• _EXTRACT PROVIDED_
================================

On the other side of the lake, the Mario Bros., Toad, and Yoshi are trying to figure out a way to get to the tower. Mario rescues Luigi from a Bullet Bill which takes Mario across the lake. The Princess lands unconscious by Luigi, and Mario lands dazed in the clutches of the Koopalings.

Luigi poses as the Princess, using a mask, and is brought to Bowser. The real Princess wakes up, now dressed as Luigi, and is also determined to rescue Mario. Luigi offers to order the Koopalings a pizza, and then calls up Yoshi and Toad, who show up dressed as pizza delivery boys, but out of the boxes come the Princess and Floyd, bearing a pack of bombs that Floyd had with him. Luigi runs off to rescue his brother. Eventually, the Princess's bomb is accidentally lit from the Reznors, blowing up the tower and sending all the good guys flying back over to the other side of the moat.

Floyd parts ways with the heroes, who feel victorious due to Bowser's apparent defeat. Mario realises that there is no way to reach the entry pipe in the sky. Toad takes the Princess's cape to fly up to the pipe and send for a rescue party. Shortly afterward, some odd-looking Mushroomites show up with a rope ladder. The leader cuts the portion of the ladder with the Mario Brothers, and it is revealed that Bowser and the Koopas have taken control of the Mushroom Kingdom and the Princess is once again kidnapped.

The Mario Bros. and Yoshi give chase after the Koopas' saucer, but Bowser responds by sending down Koopa Paratroopas to attack them. Mario fights back and Yoshi eats each Paratroopa until finally he swallows a Blue Koopa Shell and grows wings. The trio eventually crash-land in front of a Ghost House. Luigi dashes into the house, smelling cheese, and Mario follows when a metal door comes down, leaving Yoshi locked out.

================================

• _DATA EXTRACT_
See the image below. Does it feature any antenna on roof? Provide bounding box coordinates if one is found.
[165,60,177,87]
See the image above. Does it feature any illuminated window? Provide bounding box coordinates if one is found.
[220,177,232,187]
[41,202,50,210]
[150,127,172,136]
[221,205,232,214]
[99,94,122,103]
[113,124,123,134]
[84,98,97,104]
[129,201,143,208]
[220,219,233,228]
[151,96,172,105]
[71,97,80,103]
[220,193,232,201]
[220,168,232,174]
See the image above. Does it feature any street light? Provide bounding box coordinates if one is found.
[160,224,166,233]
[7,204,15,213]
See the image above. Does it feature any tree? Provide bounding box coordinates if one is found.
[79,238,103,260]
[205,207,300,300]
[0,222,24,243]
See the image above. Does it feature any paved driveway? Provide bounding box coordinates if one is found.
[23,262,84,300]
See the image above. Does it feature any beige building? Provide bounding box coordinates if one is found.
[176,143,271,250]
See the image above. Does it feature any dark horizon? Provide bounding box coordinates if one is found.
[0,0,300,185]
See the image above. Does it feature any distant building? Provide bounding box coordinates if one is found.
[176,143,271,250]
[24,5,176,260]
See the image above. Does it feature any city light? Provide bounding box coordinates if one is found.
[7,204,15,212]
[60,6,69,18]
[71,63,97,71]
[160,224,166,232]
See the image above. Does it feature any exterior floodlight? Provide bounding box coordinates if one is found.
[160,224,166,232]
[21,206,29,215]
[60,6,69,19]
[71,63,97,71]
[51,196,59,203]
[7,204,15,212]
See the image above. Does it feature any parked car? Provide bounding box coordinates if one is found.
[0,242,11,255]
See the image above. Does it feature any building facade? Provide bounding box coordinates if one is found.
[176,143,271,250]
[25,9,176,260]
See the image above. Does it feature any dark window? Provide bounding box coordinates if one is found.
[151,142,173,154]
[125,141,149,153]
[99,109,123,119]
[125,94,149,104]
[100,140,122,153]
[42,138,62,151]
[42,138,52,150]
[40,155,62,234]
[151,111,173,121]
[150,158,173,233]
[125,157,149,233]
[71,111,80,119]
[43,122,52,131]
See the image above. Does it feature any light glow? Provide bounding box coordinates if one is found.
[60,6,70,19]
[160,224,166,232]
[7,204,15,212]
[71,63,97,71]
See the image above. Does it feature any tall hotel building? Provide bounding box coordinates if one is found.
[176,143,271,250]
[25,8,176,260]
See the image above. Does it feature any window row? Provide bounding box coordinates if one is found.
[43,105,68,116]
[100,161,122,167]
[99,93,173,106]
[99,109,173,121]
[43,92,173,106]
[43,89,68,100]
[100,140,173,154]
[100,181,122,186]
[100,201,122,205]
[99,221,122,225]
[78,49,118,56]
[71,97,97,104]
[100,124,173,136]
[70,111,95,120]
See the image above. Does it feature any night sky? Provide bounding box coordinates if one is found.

================================

• _TASKS TO COMPLETE_
• a. Answer these from the plot summary:
(i) Who comes out of the pizza boxes?
(ii) What does Toad take in order to fly up to the pipe?
(iii) What does Yoshi swallow before he grows wings?
• b. Put this sentence from the plot summary into Spanish: "Luigi runs off to rescue his brother."
• c. In the plot summary, find every character who poses as or is dressed as someone else. Give each one with the disguise.
The entries were taken from a separate source.

• _OUTPUTS IN ORDER_
• a.
(i) The Princess and Floyd.
(ii) The Princess's cape.
(iii) A Blue Koopa Shell.

• b. Luigi sale corriendo a rescatar a su hermano.

• c.
Luigi: the Princess, using a mask
The Princess: Luigi
Yoshi: a pizza delivery boy
Toad: a pizza delivery boy